[BEGIN EXTRACT TO READ]

The Storage Architect

Monday 9 February 2009

The Storage Architect Has Moved!

I've decided to move the blog over to Wordpress and there's a new direct URL too; http://www.thestoragearchitect.com. Please check me out in the new location. In addition, there's a new feed too; http://thestoragearchitect.com/feed/ - the feedburner feed stays the same and redirects. Please update your bookmarks!

Thursday 5 February 2009

Personal Computing: The Whole Of Twitter In Your Hand

A quick check on Twitter this morning shows me they're up to message number 1,179,118,180 or just over the 1.1 billion mark. That's a pretty big number - or so it seems, but in the context of data storage devices, it's not that big. Let me explain...

Assume Twitter messages are all the full 140 characters long. That means, assuming all messages are being retained, that the whole of Twitter is approximately, 153GB in size. OK, so there will be data structures needed to store that data, plus space for all the user details, however I doubt whether the whole of Twitter exceeds 400GB. That fits comfortably on my Seagate FreeAgent Go!

If every message ever sent on Twitter can be stored on a single portable hard drive, then what on earth are we storing on the millions of hard drives that get sold each year?

I suspect the answer is simply that we don't know. The focus in data storage is to provide the facility to store more and more data, rather than rationalise what we do have. For example, a quick sweep of my hard drives (which I'm trying to do regularly) showed half a dozen copies of the Winzip installer, the Adobe Acrobat installer plus various other software products that are regularly updated, for example the 2.2.1 update of the iPhone software at 246MB!

[END EXTRACT TO READ]
[BEGIN EXTRACTED INFORMATION]

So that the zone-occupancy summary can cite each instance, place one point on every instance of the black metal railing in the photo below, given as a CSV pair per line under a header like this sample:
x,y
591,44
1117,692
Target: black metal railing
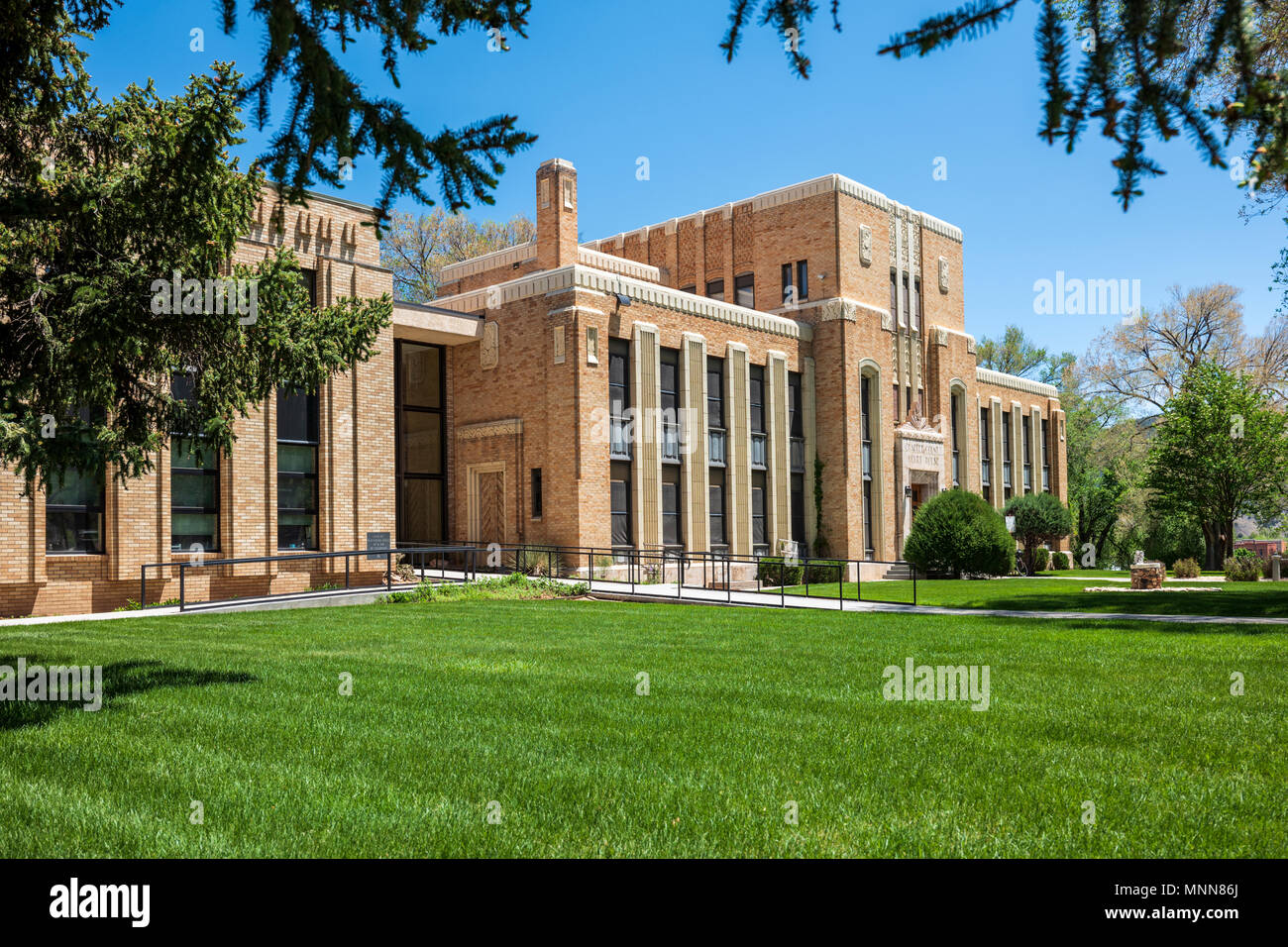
x,y
423,556
463,562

[END EXTRACTED INFORMATION]

Edit the Twitter storage post from "A quick check" to "Seagate FreeAgent Go!", swapping "data storage devices" for "storage hardware".

A quick check on Twitter this morning shows me they're up to message number 1,179,118,180 or just over the 1.1 billion mark. That's a pretty big number - or so it seems, but in the context of storage hardware, it's not that big. Let me explain...

Assume Twitter messages are all the full 140 characters long. That means, assuming all messages are being retained, that the whole of Twitter is approximately, 153GB in size. OK, so there will be data structures needed to store that data, plus space for all the user details, however I doubt whether the whole of Twitter exceeds 400GB. That fits comfortably on my Seagate FreeAgent Go!